Items from a labeling collection:

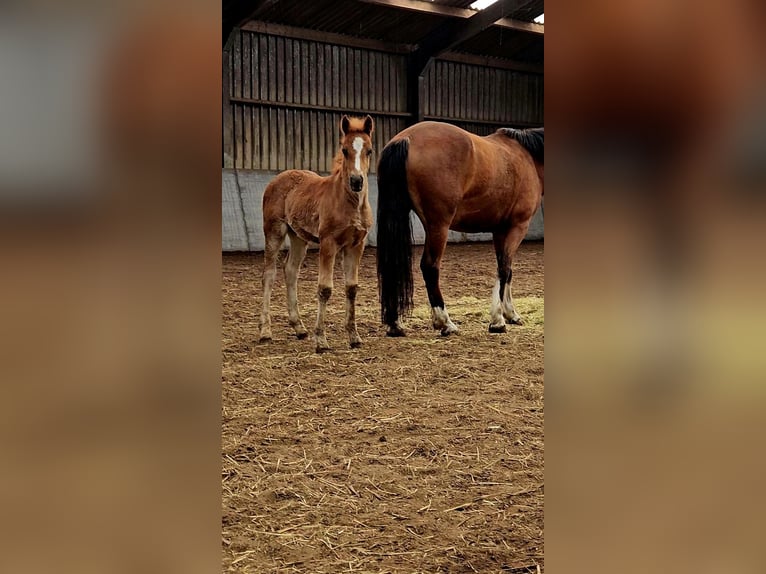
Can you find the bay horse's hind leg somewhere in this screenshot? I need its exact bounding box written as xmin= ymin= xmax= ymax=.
xmin=420 ymin=226 xmax=458 ymax=337
xmin=489 ymin=221 xmax=529 ymax=333
xmin=285 ymin=229 xmax=308 ymax=339
xmin=343 ymin=241 xmax=364 ymax=349
xmin=259 ymin=221 xmax=287 ymax=341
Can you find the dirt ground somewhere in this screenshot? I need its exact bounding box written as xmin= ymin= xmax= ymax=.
xmin=222 ymin=243 xmax=544 ymax=574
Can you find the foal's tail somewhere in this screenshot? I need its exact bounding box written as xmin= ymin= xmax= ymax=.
xmin=377 ymin=138 xmax=412 ymax=327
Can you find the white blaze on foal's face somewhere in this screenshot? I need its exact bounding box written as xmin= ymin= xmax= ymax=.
xmin=352 ymin=137 xmax=364 ymax=171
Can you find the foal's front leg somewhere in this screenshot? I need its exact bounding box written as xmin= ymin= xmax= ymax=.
xmin=343 ymin=240 xmax=364 ymax=349
xmin=314 ymin=239 xmax=338 ymax=353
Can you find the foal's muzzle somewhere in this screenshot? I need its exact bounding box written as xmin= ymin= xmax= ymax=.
xmin=349 ymin=175 xmax=364 ymax=192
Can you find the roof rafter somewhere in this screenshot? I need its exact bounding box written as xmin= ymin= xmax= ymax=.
xmin=359 ymin=0 xmax=545 ymax=35
xmin=413 ymin=0 xmax=524 ymax=74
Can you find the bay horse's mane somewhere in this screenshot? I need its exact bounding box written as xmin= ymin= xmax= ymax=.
xmin=496 ymin=128 xmax=545 ymax=164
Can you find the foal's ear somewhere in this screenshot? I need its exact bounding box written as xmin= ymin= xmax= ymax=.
xmin=364 ymin=114 xmax=375 ymax=136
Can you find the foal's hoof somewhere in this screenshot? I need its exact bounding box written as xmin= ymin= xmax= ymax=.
xmin=386 ymin=325 xmax=407 ymax=337
xmin=503 ymin=314 xmax=524 ymax=325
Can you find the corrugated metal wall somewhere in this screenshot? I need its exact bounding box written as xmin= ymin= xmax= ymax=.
xmin=223 ymin=30 xmax=543 ymax=172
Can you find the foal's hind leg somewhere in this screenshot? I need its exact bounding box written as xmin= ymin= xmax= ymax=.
xmin=259 ymin=222 xmax=287 ymax=341
xmin=285 ymin=230 xmax=308 ymax=339
xmin=420 ymin=226 xmax=458 ymax=337
xmin=314 ymin=238 xmax=338 ymax=353
xmin=489 ymin=222 xmax=529 ymax=333
xmin=343 ymin=241 xmax=364 ymax=349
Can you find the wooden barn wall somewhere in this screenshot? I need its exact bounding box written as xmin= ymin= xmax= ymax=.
xmin=224 ymin=30 xmax=407 ymax=172
xmin=423 ymin=60 xmax=543 ymax=135
xmin=223 ymin=30 xmax=543 ymax=172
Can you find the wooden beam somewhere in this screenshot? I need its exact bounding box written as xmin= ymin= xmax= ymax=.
xmin=221 ymin=0 xmax=280 ymax=46
xmin=359 ymin=0 xmax=545 ymax=35
xmin=415 ymin=0 xmax=524 ymax=75
xmin=229 ymin=96 xmax=410 ymax=118
xmin=437 ymin=52 xmax=545 ymax=74
xmin=242 ymin=21 xmax=414 ymax=54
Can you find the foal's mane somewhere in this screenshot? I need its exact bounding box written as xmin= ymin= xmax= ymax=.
xmin=497 ymin=128 xmax=545 ymax=164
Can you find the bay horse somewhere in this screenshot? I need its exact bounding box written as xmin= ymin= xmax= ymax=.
xmin=377 ymin=122 xmax=544 ymax=337
xmin=260 ymin=115 xmax=374 ymax=353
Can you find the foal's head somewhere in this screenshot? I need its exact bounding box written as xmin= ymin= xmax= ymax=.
xmin=340 ymin=116 xmax=374 ymax=193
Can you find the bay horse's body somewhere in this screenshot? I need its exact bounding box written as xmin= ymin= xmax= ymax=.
xmin=260 ymin=116 xmax=373 ymax=352
xmin=378 ymin=122 xmax=544 ymax=336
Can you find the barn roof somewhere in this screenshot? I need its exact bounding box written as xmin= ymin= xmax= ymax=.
xmin=223 ymin=0 xmax=544 ymax=72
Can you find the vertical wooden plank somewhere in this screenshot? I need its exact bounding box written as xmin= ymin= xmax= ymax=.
xmin=335 ymin=46 xmax=348 ymax=108
xmin=277 ymin=37 xmax=289 ymax=102
xmin=255 ymin=106 xmax=262 ymax=169
xmin=292 ymin=110 xmax=303 ymax=169
xmin=240 ymin=32 xmax=253 ymax=169
xmin=276 ymin=108 xmax=287 ymax=171
xmin=365 ymin=50 xmax=380 ymax=113
xmin=269 ymin=107 xmax=279 ymax=170
xmin=331 ymin=46 xmax=341 ymax=108
xmin=308 ymin=42 xmax=317 ymax=106
xmin=324 ymin=44 xmax=335 ymax=106
xmin=232 ymin=32 xmax=243 ymax=98
xmin=443 ymin=62 xmax=452 ymax=118
xmin=221 ymin=50 xmax=234 ymax=168
xmin=455 ymin=64 xmax=467 ymax=117
xmin=447 ymin=62 xmax=461 ymax=118
xmin=314 ymin=43 xmax=326 ymax=106
xmin=317 ymin=112 xmax=327 ymax=171
xmin=257 ymin=34 xmax=269 ymax=100
xmin=380 ymin=53 xmax=391 ymax=112
xmin=353 ymin=50 xmax=364 ymax=110
xmin=356 ymin=50 xmax=370 ymax=112
xmin=266 ymin=36 xmax=277 ymax=102
xmin=284 ymin=109 xmax=295 ymax=169
xmin=284 ymin=38 xmax=295 ymax=103
xmin=300 ymin=40 xmax=309 ymax=104
xmin=289 ymin=40 xmax=301 ymax=104
xmin=311 ymin=112 xmax=321 ymax=171
xmin=239 ymin=32 xmax=252 ymax=98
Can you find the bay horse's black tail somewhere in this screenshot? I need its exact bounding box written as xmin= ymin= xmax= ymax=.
xmin=377 ymin=139 xmax=412 ymax=327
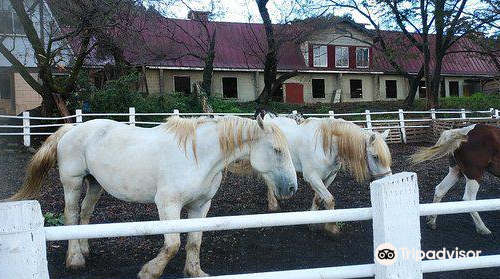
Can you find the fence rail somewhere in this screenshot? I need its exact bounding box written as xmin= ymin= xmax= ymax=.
xmin=0 ymin=172 xmax=500 ymax=279
xmin=0 ymin=107 xmax=500 ymax=146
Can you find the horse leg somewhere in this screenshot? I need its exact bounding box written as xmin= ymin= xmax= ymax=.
xmin=137 ymin=199 xmax=182 ymax=279
xmin=61 ymin=175 xmax=85 ymax=269
xmin=80 ymin=177 xmax=102 ymax=257
xmin=427 ymin=166 xmax=460 ymax=229
xmin=463 ymin=177 xmax=491 ymax=234
xmin=267 ymin=185 xmax=281 ymax=212
xmin=184 ymin=201 xmax=211 ymax=277
xmin=307 ymin=176 xmax=339 ymax=238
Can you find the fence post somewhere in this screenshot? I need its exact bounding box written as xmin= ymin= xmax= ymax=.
xmin=365 ymin=110 xmax=372 ymax=131
xmin=23 ymin=111 xmax=31 ymax=146
xmin=370 ymin=172 xmax=423 ymax=279
xmin=128 ymin=107 xmax=135 ymax=126
xmin=75 ymin=109 xmax=83 ymax=123
xmin=398 ymin=109 xmax=406 ymax=143
xmin=0 ymin=201 xmax=49 ymax=279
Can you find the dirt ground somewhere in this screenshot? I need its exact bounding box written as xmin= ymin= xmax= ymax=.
xmin=0 ymin=143 xmax=500 ymax=279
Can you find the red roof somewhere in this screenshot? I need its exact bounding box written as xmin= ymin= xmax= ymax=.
xmin=91 ymin=15 xmax=497 ymax=76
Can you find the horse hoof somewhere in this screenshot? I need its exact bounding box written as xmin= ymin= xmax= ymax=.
xmin=308 ymin=224 xmax=323 ymax=232
xmin=476 ymin=228 xmax=491 ymax=235
xmin=66 ymin=253 xmax=85 ymax=269
xmin=183 ymin=269 xmax=210 ymax=278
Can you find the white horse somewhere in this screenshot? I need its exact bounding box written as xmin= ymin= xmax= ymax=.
xmin=233 ymin=114 xmax=392 ymax=237
xmin=11 ymin=117 xmax=297 ymax=279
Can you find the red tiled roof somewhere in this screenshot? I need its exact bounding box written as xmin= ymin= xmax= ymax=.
xmin=90 ymin=15 xmax=497 ymax=76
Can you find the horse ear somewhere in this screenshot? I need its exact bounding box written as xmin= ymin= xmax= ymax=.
xmin=380 ymin=129 xmax=391 ymax=140
xmin=257 ymin=115 xmax=264 ymax=130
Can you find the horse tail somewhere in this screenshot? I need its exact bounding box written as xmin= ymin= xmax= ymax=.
xmin=410 ymin=129 xmax=468 ymax=164
xmin=9 ymin=124 xmax=73 ymax=201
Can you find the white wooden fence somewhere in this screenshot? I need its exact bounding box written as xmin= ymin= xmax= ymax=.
xmin=0 ymin=107 xmax=500 ymax=146
xmin=0 ymin=172 xmax=500 ymax=279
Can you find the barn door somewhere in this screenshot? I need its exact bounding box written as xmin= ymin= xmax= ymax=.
xmin=285 ymin=83 xmax=304 ymax=104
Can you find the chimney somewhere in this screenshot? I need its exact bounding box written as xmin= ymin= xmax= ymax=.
xmin=188 ymin=10 xmax=210 ymax=22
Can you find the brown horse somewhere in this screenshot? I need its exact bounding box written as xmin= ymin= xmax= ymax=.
xmin=411 ymin=124 xmax=500 ymax=234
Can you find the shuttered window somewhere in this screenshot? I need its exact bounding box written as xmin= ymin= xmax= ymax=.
xmin=350 ymin=79 xmax=363 ymax=99
xmin=385 ymin=80 xmax=398 ymax=99
xmin=174 ymin=76 xmax=191 ymax=95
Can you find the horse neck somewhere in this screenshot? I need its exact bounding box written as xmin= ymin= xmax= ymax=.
xmin=196 ymin=125 xmax=252 ymax=173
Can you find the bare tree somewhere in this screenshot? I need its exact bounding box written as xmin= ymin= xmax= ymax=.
xmin=256 ymin=0 xmax=298 ymax=105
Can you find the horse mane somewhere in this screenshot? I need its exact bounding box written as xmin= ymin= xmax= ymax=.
xmin=310 ymin=118 xmax=391 ymax=182
xmin=164 ymin=116 xmax=287 ymax=163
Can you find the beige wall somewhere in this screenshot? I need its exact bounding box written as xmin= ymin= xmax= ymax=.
xmin=14 ymin=73 xmax=42 ymax=114
xmin=0 ymin=72 xmax=15 ymax=114
xmin=341 ymin=74 xmax=377 ymax=102
xmin=379 ymin=75 xmax=410 ymax=101
xmin=444 ymin=77 xmax=467 ymax=97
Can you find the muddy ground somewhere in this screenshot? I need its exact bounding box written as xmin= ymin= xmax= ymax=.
xmin=0 ymin=142 xmax=500 ymax=279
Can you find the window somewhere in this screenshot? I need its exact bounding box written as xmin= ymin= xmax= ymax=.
xmin=449 ymin=81 xmax=459 ymax=97
xmin=385 ymin=80 xmax=398 ymax=99
xmin=174 ymin=76 xmax=191 ymax=95
xmin=0 ymin=0 xmax=24 ymax=34
xmin=312 ymin=78 xmax=325 ymax=98
xmin=350 ymin=79 xmax=363 ymax=99
xmin=335 ymin=47 xmax=349 ymax=68
xmin=222 ymin=77 xmax=238 ymax=98
xmin=418 ymin=80 xmax=427 ymax=98
xmin=0 ymin=74 xmax=10 ymax=99
xmin=356 ymin=47 xmax=370 ymax=68
xmin=272 ymin=84 xmax=283 ymax=102
xmin=313 ymin=46 xmax=328 ymax=67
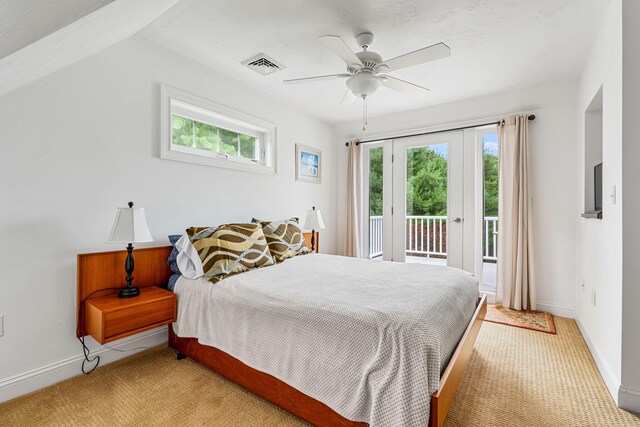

- Problem -
Copy every line of the data, both end lines included, from the line with "Can you find the wooden beam" to the line with "xmin=437 ymin=52 xmax=545 ymax=74", leaving the request text as it is. Multiply each box coordinate in the answers by 1.75 and round to whole numbers, with halves rounded up.

- Answer below -
Can you find the wooden beam somewhere in this screenshot? I need its exact bounding box written as xmin= ymin= xmax= ymax=.
xmin=387 ymin=0 xmax=490 ymax=81
xmin=628 ymin=0 xmax=954 ymax=61
xmin=726 ymin=0 xmax=917 ymax=131
xmin=401 ymin=168 xmax=718 ymax=207
xmin=765 ymin=91 xmax=954 ymax=130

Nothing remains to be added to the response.